● Action item:
Using the records below, copy out exactly the line that contains "and find road" and every line that follows it, up to and including the last, and no others.
##### Data in this exercise
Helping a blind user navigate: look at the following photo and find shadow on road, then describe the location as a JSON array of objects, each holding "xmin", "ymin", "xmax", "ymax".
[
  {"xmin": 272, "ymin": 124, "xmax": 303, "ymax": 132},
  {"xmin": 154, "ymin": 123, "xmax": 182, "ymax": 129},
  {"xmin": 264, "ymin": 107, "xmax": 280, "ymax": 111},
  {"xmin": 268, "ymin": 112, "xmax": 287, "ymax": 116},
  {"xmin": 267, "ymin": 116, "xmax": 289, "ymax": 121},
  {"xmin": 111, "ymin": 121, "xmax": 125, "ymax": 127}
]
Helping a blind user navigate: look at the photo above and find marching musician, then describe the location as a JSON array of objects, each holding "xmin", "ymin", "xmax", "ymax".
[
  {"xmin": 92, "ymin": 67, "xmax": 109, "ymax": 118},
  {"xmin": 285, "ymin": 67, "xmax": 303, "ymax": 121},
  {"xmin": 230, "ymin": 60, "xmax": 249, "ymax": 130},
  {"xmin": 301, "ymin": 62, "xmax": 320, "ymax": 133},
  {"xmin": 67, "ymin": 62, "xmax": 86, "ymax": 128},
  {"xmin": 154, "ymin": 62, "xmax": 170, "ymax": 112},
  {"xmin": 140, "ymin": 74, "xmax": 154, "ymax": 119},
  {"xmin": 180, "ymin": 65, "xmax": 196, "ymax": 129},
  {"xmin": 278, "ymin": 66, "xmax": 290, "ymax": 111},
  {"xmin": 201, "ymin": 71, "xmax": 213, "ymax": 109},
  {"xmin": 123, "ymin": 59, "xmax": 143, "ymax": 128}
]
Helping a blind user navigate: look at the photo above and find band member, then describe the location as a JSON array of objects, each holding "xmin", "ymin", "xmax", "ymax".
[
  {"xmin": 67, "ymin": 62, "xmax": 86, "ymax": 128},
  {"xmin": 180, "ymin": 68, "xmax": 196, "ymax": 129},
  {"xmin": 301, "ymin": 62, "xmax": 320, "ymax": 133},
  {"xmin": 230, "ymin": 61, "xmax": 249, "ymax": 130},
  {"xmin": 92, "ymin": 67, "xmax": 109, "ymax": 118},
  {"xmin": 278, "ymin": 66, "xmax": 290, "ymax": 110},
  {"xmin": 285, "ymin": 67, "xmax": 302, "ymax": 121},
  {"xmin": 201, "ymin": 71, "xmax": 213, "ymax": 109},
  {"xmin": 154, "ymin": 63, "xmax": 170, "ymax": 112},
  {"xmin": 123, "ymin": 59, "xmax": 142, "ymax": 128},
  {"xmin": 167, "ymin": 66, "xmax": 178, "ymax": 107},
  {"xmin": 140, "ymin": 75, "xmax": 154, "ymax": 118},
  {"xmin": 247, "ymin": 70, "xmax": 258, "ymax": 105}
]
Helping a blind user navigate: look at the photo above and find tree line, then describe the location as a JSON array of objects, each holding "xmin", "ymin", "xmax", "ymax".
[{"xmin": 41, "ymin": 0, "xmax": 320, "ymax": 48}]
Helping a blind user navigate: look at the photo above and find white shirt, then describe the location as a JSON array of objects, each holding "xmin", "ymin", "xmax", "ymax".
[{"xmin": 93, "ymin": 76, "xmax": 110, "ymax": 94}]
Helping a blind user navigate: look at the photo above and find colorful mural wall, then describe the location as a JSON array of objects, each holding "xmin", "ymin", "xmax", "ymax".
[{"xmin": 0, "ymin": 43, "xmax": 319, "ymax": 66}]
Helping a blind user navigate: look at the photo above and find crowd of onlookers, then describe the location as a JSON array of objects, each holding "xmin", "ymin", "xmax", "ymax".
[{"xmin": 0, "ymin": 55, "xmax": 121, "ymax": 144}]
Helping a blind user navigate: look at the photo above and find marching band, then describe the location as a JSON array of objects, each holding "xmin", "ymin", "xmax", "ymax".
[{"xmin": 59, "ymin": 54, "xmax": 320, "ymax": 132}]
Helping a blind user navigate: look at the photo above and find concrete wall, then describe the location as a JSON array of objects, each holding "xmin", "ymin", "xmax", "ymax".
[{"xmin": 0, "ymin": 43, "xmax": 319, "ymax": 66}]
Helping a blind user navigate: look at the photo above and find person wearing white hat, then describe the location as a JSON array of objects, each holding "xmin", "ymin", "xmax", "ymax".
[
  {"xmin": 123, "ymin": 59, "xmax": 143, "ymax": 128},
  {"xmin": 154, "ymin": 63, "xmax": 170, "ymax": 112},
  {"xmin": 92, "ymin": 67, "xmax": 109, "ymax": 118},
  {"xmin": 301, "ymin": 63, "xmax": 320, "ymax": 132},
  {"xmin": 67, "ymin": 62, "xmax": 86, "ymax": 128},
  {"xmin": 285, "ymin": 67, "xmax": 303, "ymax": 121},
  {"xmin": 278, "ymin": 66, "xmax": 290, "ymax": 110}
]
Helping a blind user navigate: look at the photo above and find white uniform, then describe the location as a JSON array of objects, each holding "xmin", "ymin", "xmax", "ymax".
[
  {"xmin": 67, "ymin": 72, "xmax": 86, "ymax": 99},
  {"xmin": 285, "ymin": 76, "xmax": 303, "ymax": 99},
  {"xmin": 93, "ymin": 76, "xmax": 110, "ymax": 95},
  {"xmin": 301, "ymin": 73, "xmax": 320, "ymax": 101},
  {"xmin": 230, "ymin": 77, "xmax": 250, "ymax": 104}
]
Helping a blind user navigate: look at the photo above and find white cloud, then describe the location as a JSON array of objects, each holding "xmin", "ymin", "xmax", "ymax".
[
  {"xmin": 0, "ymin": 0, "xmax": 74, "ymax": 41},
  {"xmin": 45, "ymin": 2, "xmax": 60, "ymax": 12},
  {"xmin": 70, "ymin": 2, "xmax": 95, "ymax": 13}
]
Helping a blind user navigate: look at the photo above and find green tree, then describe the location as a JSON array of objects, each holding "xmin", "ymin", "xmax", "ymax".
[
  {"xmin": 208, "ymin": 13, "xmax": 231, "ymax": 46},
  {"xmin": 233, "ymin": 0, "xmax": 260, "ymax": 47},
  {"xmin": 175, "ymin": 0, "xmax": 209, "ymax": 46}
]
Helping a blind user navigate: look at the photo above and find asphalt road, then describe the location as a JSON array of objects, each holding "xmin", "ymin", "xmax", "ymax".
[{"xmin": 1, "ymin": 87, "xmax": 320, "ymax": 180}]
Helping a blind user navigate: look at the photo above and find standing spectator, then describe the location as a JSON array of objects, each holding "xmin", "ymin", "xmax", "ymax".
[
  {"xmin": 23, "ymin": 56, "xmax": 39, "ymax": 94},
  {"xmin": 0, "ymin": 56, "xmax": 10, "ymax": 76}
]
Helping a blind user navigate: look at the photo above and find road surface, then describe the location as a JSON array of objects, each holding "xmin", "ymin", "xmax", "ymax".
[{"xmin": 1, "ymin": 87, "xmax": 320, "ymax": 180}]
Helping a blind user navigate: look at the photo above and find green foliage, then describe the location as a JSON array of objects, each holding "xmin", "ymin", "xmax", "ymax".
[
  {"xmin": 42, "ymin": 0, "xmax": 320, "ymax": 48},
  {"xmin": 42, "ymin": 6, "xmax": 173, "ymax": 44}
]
##########
● Task solution:
Helping a blind user navigate: look at the photo above and find road surface, then describe the location as a JSON array of objects, each holding "xmin", "ymin", "xmax", "ymax".
[{"xmin": 1, "ymin": 87, "xmax": 320, "ymax": 180}]
Helping a blind user navigate: look at the photo above and find green foliage, then describe the location as a JSON array of objects, each holding "xmin", "ymin", "xmax", "ymax".
[
  {"xmin": 42, "ymin": 0, "xmax": 320, "ymax": 48},
  {"xmin": 42, "ymin": 6, "xmax": 173, "ymax": 44}
]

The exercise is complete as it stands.